»»

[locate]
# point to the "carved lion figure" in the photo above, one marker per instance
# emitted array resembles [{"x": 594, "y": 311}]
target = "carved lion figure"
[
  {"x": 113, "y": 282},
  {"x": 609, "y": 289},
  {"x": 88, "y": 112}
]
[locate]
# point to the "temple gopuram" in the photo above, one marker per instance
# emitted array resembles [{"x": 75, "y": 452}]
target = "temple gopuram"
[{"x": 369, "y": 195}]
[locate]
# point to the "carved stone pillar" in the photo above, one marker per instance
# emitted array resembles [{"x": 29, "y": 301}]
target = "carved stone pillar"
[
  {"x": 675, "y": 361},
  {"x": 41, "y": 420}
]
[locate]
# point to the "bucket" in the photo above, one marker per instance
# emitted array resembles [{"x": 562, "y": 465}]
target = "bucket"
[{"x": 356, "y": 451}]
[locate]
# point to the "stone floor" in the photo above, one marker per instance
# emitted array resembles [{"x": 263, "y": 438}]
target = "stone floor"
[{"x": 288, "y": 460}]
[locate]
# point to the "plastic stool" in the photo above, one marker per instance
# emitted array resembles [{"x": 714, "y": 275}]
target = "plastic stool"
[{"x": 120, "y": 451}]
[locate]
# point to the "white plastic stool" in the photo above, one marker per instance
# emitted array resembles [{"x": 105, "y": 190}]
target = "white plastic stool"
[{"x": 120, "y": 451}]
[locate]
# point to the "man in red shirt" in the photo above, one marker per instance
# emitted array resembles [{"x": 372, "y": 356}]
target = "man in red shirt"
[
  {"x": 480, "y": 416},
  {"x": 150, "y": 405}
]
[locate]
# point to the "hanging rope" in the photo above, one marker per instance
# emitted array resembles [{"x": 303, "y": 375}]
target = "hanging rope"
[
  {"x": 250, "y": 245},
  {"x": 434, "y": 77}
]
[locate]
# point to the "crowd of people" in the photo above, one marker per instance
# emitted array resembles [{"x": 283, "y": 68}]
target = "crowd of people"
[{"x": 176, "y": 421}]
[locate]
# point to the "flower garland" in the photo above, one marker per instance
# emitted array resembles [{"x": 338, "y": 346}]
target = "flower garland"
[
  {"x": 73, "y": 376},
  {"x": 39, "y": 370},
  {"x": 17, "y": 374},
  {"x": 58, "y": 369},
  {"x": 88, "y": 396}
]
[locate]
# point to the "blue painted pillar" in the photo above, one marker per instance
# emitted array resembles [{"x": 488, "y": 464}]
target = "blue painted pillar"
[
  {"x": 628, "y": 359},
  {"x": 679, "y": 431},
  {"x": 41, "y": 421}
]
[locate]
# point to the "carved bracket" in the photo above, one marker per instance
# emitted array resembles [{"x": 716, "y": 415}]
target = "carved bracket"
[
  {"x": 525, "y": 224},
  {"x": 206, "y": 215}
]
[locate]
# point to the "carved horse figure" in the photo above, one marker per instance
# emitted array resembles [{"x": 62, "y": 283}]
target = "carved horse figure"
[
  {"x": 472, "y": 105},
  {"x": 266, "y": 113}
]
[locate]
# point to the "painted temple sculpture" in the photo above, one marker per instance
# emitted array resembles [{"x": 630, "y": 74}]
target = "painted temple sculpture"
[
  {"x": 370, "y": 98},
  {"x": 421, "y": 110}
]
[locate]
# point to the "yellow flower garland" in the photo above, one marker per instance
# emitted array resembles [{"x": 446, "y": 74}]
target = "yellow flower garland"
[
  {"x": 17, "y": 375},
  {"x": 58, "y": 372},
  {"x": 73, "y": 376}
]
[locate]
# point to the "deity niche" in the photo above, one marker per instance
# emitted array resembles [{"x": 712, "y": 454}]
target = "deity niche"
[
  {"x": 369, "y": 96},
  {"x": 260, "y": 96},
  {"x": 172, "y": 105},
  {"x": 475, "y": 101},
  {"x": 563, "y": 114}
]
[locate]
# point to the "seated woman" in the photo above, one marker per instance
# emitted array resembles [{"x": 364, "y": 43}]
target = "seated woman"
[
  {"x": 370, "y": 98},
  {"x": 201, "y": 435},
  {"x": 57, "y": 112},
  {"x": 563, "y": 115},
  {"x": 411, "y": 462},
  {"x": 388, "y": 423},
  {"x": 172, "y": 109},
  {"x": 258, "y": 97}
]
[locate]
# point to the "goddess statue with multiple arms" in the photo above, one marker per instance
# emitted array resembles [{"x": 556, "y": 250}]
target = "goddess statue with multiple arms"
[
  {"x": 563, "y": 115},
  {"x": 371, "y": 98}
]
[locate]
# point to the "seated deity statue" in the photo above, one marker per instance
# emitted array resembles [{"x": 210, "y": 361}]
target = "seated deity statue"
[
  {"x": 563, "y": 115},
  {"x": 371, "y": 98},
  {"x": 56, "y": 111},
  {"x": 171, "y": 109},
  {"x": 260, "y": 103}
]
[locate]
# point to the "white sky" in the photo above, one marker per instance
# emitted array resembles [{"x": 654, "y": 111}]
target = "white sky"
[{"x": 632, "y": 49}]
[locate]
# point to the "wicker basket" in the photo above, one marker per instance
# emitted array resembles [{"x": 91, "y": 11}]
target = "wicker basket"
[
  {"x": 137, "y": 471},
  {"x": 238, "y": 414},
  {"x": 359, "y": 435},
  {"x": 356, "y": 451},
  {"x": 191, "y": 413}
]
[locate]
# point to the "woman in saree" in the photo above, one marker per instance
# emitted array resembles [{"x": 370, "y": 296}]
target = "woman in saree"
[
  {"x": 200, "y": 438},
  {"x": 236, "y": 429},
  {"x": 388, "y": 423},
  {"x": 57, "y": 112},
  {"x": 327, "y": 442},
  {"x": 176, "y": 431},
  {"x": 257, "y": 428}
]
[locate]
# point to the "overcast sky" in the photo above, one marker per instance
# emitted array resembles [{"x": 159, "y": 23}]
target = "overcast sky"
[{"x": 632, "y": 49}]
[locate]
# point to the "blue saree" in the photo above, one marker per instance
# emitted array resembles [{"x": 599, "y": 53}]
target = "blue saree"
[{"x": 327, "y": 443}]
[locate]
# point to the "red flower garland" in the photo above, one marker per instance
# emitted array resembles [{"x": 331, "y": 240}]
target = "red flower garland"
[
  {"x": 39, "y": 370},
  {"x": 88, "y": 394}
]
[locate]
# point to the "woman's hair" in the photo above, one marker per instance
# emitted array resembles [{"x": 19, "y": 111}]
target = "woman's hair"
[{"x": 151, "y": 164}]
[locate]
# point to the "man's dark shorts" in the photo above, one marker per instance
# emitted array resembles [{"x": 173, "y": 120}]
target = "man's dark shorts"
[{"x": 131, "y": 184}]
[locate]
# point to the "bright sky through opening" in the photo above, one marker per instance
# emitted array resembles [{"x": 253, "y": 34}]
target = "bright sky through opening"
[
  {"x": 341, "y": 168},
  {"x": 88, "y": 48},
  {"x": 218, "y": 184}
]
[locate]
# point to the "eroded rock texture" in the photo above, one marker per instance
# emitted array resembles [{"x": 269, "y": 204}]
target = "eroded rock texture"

««

**TASK DETAILS**
Print all of the entries again, exactly as written.

**EXERCISE RESPONSE**
[locate]
# point to the "carved lion figure" in the photo above, one marker per instance
# emitted array resembles [{"x": 594, "y": 311}]
target = "carved lion figure"
[
  {"x": 113, "y": 282},
  {"x": 609, "y": 289},
  {"x": 88, "y": 112}
]
[locate]
# point to the "temple gopuram" in the photo above, one marker per instance
# emitted array resembles [{"x": 75, "y": 452}]
target = "temple gopuram"
[{"x": 369, "y": 195}]
[locate]
# point to the "carved stone pillar" in the photo above, one marker per instance
# emitted array resembles [{"x": 29, "y": 301}]
target = "carved stone pillar"
[
  {"x": 675, "y": 361},
  {"x": 41, "y": 420}
]
[locate]
# point to the "bucket" in the photo above, one marker per instance
# emitted array resembles [{"x": 562, "y": 465}]
target = "bucket"
[{"x": 356, "y": 451}]
[locate]
# point to the "stone floor" in the photo above, one marker per instance
# emitted array resembles [{"x": 263, "y": 438}]
target = "stone floor"
[{"x": 288, "y": 460}]
[locate]
# point to the "plastic stool" in the photo above, one marker per instance
# emitted array resembles [{"x": 714, "y": 275}]
target = "plastic stool"
[{"x": 120, "y": 451}]
[locate]
# point to the "white plastic stool" in the photo above, one marker per instance
# emitted array resembles [{"x": 105, "y": 190}]
target = "white plastic stool"
[{"x": 120, "y": 451}]
[locate]
# point to the "man in red shirt" in the photo above, one marker per instance
# emitted array resembles [{"x": 372, "y": 356}]
target = "man in red shirt"
[
  {"x": 480, "y": 416},
  {"x": 150, "y": 405}
]
[locate]
# point to the "hanging rope" in the photo above, one marker per instance
# emitted array resembles [{"x": 303, "y": 375}]
target = "hanging rope"
[
  {"x": 250, "y": 245},
  {"x": 434, "y": 77}
]
[locate]
# point to the "crowd of people" in the photo above, one marker per instance
# emitted array resembles [{"x": 283, "y": 68}]
target = "crowd of people"
[{"x": 176, "y": 421}]
[locate]
# point to the "flower garland" in the photo above, one marker per instance
# emitted array resembles [{"x": 338, "y": 346}]
target = "flower garland"
[
  {"x": 73, "y": 376},
  {"x": 39, "y": 370},
  {"x": 17, "y": 374},
  {"x": 58, "y": 369},
  {"x": 88, "y": 396}
]
[locate]
# point to the "blue painted pillar" in the photo above, one marker per instance
# emitted array resembles [{"x": 488, "y": 464}]
target = "blue painted pillar"
[
  {"x": 628, "y": 359},
  {"x": 679, "y": 431},
  {"x": 41, "y": 421}
]
[locate]
# point to the "carved bracket" in the photo above, one marker per instance
# emitted array resembles [{"x": 716, "y": 415}]
target = "carved bracket"
[
  {"x": 525, "y": 224},
  {"x": 206, "y": 215}
]
[locate]
# point to the "carved horse figure" in the photo above, one marker per instance
# emitted array resembles [{"x": 62, "y": 283}]
target = "carved horse figure"
[
  {"x": 472, "y": 105},
  {"x": 266, "y": 113}
]
[locate]
# point to the "painted temple sculpture" in the photo above, one marker per instance
# emitted array resembles [{"x": 630, "y": 74}]
target = "painted temple sculpture"
[
  {"x": 370, "y": 98},
  {"x": 421, "y": 110}
]
[locate]
# point to the "yellow flower garland" in the photo above, one marker per instance
# emitted array resembles [{"x": 446, "y": 74}]
target = "yellow flower garland"
[
  {"x": 17, "y": 375},
  {"x": 58, "y": 372},
  {"x": 73, "y": 376}
]
[locate]
# point to the "deity niche" in the photo above, one marker per instance
# emitted array resembles [{"x": 712, "y": 454}]
target = "deity niche"
[
  {"x": 369, "y": 96},
  {"x": 260, "y": 96},
  {"x": 172, "y": 105},
  {"x": 475, "y": 101},
  {"x": 563, "y": 114}
]
[locate]
# point to the "seated woman" in the photo above, one marker per instance
# emitted array resembles [{"x": 364, "y": 43}]
target = "seated woman"
[
  {"x": 370, "y": 98},
  {"x": 201, "y": 435},
  {"x": 57, "y": 112},
  {"x": 563, "y": 115},
  {"x": 411, "y": 462},
  {"x": 388, "y": 423},
  {"x": 172, "y": 109},
  {"x": 258, "y": 97}
]
[locate]
# point to the "goddess statue with multiple arms" in the photo above, one marker per instance
# emitted array resembles [{"x": 556, "y": 250}]
target = "goddess statue with multiple arms"
[
  {"x": 563, "y": 115},
  {"x": 371, "y": 98}
]
[locate]
# point to the "seated deity statue" in the photo above, one marker per instance
# emitted array resembles [{"x": 210, "y": 361}]
target = "seated deity statue"
[
  {"x": 563, "y": 115},
  {"x": 371, "y": 98},
  {"x": 56, "y": 111},
  {"x": 171, "y": 109},
  {"x": 260, "y": 103}
]
[locate]
# point to the "white sky" in the photo above, one marker per instance
# emitted array resembles [{"x": 654, "y": 111}]
target = "white sky"
[{"x": 632, "y": 49}]
[locate]
# point to the "wicker basket" in the photo above, one marker per instance
# emitted array resembles [{"x": 91, "y": 11}]
target = "wicker basket"
[
  {"x": 137, "y": 471},
  {"x": 238, "y": 414},
  {"x": 359, "y": 435},
  {"x": 356, "y": 451},
  {"x": 191, "y": 413}
]
[locate]
# point to the "woman in saree" in the photo above, one marker per instance
# emitted array resembles [{"x": 370, "y": 296}]
target = "woman in saree"
[
  {"x": 200, "y": 438},
  {"x": 236, "y": 429},
  {"x": 388, "y": 423},
  {"x": 57, "y": 112},
  {"x": 327, "y": 442},
  {"x": 176, "y": 431},
  {"x": 257, "y": 428}
]
[locate]
# point to the "overcast sky" in the photo above, one marker per instance
# emitted array resembles [{"x": 159, "y": 23}]
target = "overcast sky"
[{"x": 632, "y": 49}]
[locate]
# point to the "blue saree" in the photo above, one marker per instance
# emitted array resembles [{"x": 599, "y": 53}]
target = "blue saree"
[{"x": 327, "y": 443}]
[locate]
# point to the "red flower garland" in the photo above, one marker per instance
# emitted array resembles [{"x": 331, "y": 240}]
target = "red flower garland"
[
  {"x": 39, "y": 370},
  {"x": 88, "y": 394}
]
[locate]
# point to the "woman's hair" in the photo above, one marker per instance
# emitted array resembles [{"x": 19, "y": 111}]
target = "woman's hair"
[{"x": 151, "y": 164}]
[locate]
# point to the "man's dark shorts" in the photo above, one marker per instance
# emitted array resembles [{"x": 173, "y": 120}]
target = "man's dark shorts"
[{"x": 131, "y": 184}]
[locate]
# point to the "bright sky through opening" in the photo above, one marker per instance
# emitted array resembles [{"x": 253, "y": 34}]
target = "bright sky through opening"
[
  {"x": 341, "y": 168},
  {"x": 88, "y": 48},
  {"x": 218, "y": 184}
]
[locate]
# point to the "eroded rock texture" in the photo above, one marker per instance
# emitted array resembles [{"x": 269, "y": 204}]
target = "eroded rock texture"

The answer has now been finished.